* Start INPUT ROWS *

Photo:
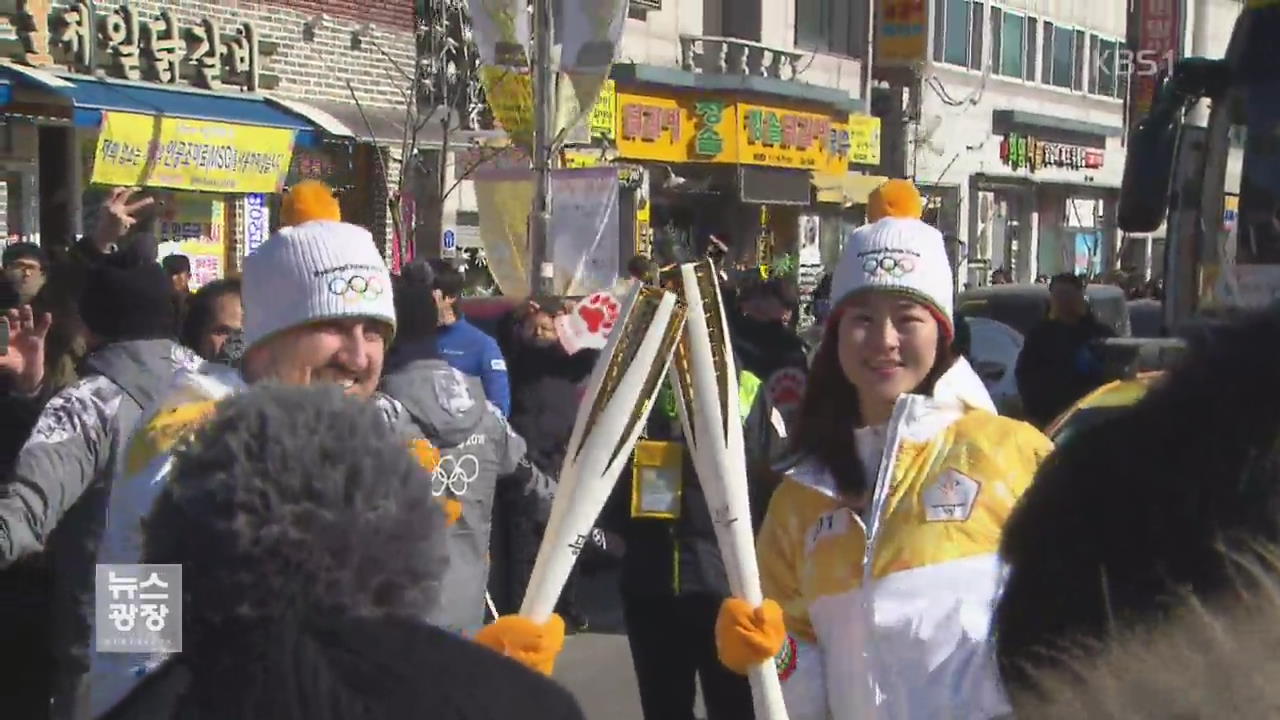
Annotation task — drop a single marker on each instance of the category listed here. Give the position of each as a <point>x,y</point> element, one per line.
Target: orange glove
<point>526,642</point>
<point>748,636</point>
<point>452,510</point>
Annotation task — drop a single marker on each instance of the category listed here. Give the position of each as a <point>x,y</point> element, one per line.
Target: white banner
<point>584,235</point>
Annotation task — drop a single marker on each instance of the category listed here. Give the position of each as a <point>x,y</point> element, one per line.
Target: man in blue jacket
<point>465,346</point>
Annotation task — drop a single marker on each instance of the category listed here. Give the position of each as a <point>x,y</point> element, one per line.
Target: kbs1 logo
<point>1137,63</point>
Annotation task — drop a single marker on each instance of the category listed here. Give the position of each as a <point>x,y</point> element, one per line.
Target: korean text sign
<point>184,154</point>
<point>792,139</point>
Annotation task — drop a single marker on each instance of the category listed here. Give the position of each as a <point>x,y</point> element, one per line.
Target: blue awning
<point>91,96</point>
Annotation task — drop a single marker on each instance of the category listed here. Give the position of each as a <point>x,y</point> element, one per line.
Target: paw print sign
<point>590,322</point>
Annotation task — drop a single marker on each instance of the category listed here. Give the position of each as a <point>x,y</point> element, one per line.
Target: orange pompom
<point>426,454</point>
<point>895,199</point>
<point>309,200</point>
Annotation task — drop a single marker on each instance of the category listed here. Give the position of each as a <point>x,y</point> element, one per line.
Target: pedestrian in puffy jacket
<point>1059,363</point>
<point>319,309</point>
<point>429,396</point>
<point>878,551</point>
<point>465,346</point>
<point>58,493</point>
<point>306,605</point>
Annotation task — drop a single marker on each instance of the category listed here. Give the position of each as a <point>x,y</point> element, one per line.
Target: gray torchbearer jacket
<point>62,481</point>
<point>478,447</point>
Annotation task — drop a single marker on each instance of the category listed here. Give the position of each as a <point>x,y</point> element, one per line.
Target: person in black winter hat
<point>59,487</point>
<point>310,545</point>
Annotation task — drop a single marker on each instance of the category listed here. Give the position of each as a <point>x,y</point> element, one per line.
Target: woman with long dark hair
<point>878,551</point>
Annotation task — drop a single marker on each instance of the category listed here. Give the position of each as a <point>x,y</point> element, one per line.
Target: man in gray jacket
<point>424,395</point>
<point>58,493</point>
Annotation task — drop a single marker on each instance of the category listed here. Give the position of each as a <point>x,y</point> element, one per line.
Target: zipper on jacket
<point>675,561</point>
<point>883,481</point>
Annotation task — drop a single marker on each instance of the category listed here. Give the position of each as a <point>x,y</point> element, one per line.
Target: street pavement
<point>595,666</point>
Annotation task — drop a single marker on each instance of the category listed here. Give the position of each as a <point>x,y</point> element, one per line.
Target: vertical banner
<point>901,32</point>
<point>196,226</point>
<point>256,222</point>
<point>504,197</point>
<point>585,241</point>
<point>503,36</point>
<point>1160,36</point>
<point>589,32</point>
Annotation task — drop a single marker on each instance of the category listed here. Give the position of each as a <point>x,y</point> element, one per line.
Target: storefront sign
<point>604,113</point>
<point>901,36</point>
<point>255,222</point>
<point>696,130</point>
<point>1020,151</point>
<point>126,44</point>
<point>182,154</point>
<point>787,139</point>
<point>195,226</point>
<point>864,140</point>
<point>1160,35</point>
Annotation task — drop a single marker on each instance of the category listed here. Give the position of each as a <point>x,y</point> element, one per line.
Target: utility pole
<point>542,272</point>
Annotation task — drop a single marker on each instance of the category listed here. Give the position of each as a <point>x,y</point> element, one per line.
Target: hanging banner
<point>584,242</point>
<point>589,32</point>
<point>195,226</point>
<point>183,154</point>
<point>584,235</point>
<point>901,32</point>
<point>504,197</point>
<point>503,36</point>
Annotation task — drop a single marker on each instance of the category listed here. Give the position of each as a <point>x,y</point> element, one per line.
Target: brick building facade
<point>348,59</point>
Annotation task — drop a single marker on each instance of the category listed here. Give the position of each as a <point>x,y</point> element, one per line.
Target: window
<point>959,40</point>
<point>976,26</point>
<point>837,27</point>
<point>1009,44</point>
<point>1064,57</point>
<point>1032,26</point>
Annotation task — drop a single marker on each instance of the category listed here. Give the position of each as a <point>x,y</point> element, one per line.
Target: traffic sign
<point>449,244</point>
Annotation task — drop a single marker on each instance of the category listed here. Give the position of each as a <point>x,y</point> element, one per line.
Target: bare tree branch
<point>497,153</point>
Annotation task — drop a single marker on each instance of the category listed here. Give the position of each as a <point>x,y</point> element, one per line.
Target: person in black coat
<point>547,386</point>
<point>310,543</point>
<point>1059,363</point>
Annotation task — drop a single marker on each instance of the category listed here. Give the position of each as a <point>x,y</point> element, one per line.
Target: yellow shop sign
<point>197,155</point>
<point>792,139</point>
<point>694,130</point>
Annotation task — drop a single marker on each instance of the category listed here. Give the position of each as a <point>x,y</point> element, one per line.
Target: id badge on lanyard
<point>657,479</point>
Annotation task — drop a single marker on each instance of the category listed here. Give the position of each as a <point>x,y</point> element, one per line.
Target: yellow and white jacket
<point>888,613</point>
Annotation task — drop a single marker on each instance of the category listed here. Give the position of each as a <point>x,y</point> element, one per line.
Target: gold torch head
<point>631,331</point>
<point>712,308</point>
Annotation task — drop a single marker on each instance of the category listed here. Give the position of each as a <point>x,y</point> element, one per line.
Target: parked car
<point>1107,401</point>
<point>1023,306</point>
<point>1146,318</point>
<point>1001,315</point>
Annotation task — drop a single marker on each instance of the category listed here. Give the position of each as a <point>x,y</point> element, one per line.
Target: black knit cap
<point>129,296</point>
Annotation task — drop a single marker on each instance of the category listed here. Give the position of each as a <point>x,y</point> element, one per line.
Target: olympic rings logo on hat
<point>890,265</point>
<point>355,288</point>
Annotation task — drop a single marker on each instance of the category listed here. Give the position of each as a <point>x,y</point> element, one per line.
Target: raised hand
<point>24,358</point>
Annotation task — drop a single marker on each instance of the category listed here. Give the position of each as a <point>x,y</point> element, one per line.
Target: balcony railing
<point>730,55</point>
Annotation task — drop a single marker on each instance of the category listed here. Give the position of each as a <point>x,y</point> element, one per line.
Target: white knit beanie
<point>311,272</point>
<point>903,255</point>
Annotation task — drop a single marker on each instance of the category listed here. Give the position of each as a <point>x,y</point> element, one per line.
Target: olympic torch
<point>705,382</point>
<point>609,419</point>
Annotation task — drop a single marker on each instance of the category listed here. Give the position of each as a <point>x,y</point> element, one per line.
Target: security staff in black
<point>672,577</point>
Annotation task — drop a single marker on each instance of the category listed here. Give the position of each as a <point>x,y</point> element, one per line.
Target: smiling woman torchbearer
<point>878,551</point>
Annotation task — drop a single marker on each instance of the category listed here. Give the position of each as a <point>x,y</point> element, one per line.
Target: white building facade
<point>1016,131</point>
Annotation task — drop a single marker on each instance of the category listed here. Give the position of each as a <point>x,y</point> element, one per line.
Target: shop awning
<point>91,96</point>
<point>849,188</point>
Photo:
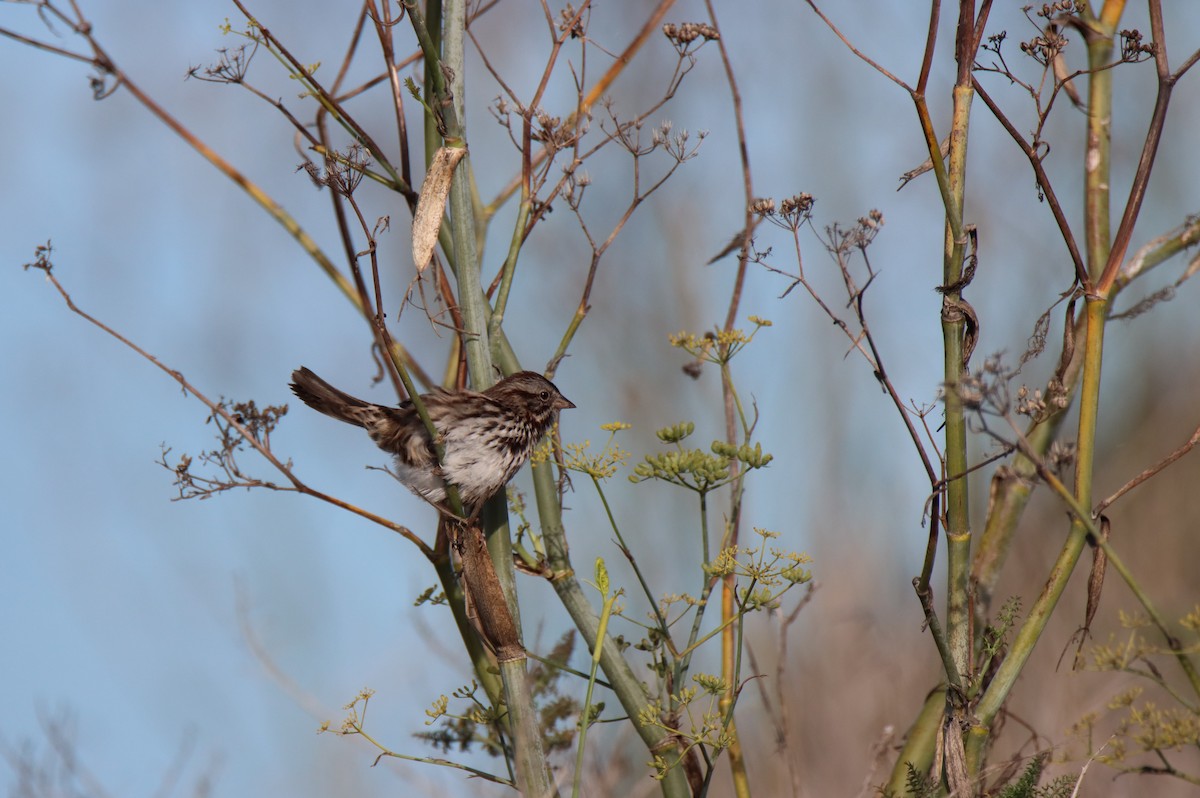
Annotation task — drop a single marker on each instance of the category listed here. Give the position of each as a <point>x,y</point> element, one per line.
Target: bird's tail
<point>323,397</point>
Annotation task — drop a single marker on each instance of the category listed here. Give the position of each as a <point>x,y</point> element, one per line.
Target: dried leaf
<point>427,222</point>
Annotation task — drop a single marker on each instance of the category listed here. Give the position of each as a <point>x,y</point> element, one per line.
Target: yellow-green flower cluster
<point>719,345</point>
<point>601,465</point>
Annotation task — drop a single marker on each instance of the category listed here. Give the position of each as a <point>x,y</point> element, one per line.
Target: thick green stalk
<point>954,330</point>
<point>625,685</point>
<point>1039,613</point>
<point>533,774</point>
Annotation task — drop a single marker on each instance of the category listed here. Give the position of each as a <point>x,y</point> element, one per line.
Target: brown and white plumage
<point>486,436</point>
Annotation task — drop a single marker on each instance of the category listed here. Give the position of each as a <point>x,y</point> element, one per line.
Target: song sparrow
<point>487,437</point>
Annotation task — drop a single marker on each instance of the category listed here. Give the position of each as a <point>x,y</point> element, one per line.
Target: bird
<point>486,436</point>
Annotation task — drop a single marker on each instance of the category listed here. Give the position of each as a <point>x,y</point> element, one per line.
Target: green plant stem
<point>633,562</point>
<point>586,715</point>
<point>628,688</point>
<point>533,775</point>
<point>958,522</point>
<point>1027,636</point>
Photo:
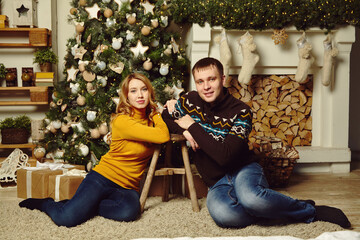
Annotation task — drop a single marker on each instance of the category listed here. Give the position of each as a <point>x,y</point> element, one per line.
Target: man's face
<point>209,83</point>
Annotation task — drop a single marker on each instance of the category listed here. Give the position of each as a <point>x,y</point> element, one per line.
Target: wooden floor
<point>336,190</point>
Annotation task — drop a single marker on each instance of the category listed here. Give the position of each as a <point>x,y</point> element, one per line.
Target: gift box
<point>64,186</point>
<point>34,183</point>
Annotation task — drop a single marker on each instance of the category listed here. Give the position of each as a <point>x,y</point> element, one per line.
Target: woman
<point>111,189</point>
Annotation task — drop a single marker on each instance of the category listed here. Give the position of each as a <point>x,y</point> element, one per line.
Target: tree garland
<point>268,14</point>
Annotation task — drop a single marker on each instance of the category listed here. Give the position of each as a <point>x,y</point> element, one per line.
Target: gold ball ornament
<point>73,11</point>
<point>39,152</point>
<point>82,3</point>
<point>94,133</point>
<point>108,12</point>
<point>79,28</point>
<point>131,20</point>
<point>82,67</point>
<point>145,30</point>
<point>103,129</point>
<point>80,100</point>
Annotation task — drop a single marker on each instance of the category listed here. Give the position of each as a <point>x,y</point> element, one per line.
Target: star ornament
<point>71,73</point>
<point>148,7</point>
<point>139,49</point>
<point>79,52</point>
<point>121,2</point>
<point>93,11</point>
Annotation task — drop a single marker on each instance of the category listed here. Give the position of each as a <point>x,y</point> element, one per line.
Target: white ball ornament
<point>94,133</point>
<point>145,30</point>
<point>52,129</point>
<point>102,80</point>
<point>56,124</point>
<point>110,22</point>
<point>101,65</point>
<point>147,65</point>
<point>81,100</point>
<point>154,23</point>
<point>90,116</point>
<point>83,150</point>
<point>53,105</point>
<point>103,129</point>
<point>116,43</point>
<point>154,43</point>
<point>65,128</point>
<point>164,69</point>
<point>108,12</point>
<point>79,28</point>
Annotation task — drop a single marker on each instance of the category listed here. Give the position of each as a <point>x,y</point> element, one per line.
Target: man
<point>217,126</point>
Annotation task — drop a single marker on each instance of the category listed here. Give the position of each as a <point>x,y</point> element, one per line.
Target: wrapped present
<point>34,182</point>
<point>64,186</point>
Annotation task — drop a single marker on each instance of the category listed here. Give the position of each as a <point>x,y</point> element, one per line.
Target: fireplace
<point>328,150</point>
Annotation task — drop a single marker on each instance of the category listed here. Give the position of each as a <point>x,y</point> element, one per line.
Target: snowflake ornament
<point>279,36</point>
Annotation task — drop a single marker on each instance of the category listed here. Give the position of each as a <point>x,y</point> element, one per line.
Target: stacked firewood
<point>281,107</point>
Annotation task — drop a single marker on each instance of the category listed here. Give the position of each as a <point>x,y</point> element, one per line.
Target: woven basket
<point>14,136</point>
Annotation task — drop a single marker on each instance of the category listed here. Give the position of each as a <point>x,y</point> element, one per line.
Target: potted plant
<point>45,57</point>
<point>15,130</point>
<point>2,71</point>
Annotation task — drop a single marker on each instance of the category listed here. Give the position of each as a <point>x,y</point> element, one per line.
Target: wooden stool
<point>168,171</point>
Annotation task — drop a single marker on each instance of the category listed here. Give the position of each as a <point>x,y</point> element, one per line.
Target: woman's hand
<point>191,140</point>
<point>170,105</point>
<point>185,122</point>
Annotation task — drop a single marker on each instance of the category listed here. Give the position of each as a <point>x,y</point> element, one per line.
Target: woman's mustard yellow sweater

* End INPUT ROWS *

DESCRIPTION OF THE TASK
Please report every line above that contains the word "awning", copying each one in full.

WRITTEN RESPONSE
Target: blue awning
Target: shop awning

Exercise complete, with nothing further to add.